Mohon tunggu...
Abahna Gibran
Abahna Gibran Mohon Tunggu... Freelancer - Penulis dan Pembaca

Ingin terus menulis sampai tak mampu lagi menulis (Mahbub Djunaedi Quotes)

Selanjutnya

Tutup

Hukum Pilihan

Kerajaan Halu dan Kucuran Dana dari Bank Swiss di Kesultanan Selacau

25 Januari 2020   18:51 Diperbarui: 25 Januari 2020   18:53 1377
+
Laporkan Konten
Laporkan Akun
Kompasiana adalah platform blog. Konten ini menjadi tanggung jawab bloger dan tidak mewakili pandangan redaksi Kompas.

Fenomena munculnya orang-orang yang menabalkan diri sebagai raja dan ratu dalam sebuah negara, di negara Indonesia, dengan beragam asesoris lengkap, menyerupai laiknya suatu istana yang seringkali diperlihatkan di televisi dalam lakon masa lalu,  dan klaim sebagai keturunan dinasti kerajaan-kerajaan era Majapahit dan semacamnya, menimbulkan banyak pendapat dan komentar dari berbagai sudut pandang ilmu, maupun yang asal bicara serupa epigon, bahkan plagiat yang sok paling tahu.

Barangkali hal itu pun, epigon dan plagiat yang disebutkan di atas, menjadi problem yang menggejala hampir serupa dengan mereka yang sekarang ini sedang jadi topik pembicaraan, yakni para pendiri kerajaan yang hanya berbekal sepotong sejarah masa lalu yang entah dibaca saat duduk di bangku sekolah, atawa dibaca sekedar sambil lalu saja.

## Catatan:
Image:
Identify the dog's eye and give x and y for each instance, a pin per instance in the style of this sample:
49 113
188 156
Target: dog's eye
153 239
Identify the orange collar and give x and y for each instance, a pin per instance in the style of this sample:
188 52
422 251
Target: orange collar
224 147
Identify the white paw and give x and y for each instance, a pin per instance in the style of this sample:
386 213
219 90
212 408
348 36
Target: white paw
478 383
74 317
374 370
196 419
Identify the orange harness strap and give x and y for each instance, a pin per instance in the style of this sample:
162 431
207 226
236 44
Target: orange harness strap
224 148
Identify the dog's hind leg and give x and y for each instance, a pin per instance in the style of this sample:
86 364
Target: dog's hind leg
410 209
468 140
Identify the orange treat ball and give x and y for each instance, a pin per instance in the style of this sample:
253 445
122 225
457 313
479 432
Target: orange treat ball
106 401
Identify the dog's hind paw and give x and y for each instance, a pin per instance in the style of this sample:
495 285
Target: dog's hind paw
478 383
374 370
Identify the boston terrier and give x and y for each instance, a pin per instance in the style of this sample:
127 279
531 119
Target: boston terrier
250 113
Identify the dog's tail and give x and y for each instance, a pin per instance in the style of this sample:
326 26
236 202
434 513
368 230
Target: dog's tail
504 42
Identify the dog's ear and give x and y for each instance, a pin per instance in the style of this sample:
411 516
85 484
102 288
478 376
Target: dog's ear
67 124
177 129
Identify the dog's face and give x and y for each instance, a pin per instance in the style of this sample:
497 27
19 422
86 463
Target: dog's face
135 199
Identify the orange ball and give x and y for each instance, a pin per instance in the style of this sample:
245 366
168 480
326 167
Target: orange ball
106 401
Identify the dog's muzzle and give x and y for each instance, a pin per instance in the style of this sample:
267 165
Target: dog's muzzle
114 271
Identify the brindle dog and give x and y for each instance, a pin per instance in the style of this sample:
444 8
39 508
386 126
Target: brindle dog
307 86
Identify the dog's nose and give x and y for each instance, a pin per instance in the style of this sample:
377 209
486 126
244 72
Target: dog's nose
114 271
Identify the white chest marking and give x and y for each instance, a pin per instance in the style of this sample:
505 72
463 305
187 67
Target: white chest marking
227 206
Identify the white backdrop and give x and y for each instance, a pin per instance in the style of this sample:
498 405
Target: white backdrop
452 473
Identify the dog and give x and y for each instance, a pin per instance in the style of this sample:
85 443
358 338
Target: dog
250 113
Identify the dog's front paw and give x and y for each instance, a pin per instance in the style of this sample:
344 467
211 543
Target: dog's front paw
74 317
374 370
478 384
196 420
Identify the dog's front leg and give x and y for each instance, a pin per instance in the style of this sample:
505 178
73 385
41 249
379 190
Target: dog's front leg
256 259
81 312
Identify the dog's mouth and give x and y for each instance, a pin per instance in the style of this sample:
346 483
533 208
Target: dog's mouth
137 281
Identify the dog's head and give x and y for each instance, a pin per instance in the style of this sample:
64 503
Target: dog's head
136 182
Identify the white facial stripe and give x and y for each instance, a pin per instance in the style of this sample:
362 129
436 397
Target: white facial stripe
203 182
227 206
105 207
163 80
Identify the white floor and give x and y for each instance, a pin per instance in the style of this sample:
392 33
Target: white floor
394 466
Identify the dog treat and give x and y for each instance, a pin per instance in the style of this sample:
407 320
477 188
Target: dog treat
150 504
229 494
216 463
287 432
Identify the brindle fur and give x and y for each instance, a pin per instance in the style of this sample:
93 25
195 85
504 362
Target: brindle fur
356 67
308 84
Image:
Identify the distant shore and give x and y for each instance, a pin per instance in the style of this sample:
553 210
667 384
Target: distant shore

## Petunjuk Kerja:
(a) Salin kata demi kata bagian tulisan tentang Kerajaan Halu, mulai dari "25 Januari 2020   18:51" dan terus sampai "sok paling tahu.".
(b) Ubah baris-baris catatan di atas menjadi tabel Markdown dengan kolom "Nomor" dan "Isi Baris", mulai dari baris yang memuat "Identify the brindle fur" dan terus sampai baris terakhir catatan. Lewati baris yang kosong.

## Sebagai Tanggapan:
(a)
25 Januari 2020   18:51 Diperbarui: 25 Januari 2020   18:53 1377
+
Laporkan Konten
Laporkan Akun
Kompasiana adalah platform blog. Konten ini menjadi tanggung jawab bloger dan tidak mewakili pandangan redaksi Kompas.

Fenomena munculnya orang-orang yang menabalkan diri sebagai raja dan ratu dalam sebuah negara, di negara Indonesia, dengan beragam asesoris lengkap, menyerupai laiknya suatu istana yang seringkali diperlihatkan di televisi dalam lakon masa lalu,  dan klaim sebagai keturunan dinasti kerajaan-kerajaan era Majapahit dan semacamnya, menimbulkan banyak pendapat dan komentar dari berbagai sudut pandang ilmu, maupun yang asal bicara serupa epigon, bahkan plagiat yang sok paling tahu.

(b)
| Nomor | Isi Baris |
|---|---|
| 1 | Identify the brindle fur and give x and y for each instance, a pin per instance in the style of this sample: |
| 2 | 93 25 |
| 3 | 195 85 |
| 4 | 504 362 |
| 5 | Target: brindle fur |
| 6 | 356 67 |
| 7 | 308 84 |
| 8 | Image: |
| 9 | Identify the distant shore and give x and y for each instance, a pin per instance in the style of this sample: |
| 10 | 553 210 |
| 11 | 667 384 |
| 12 | Target: distant shore |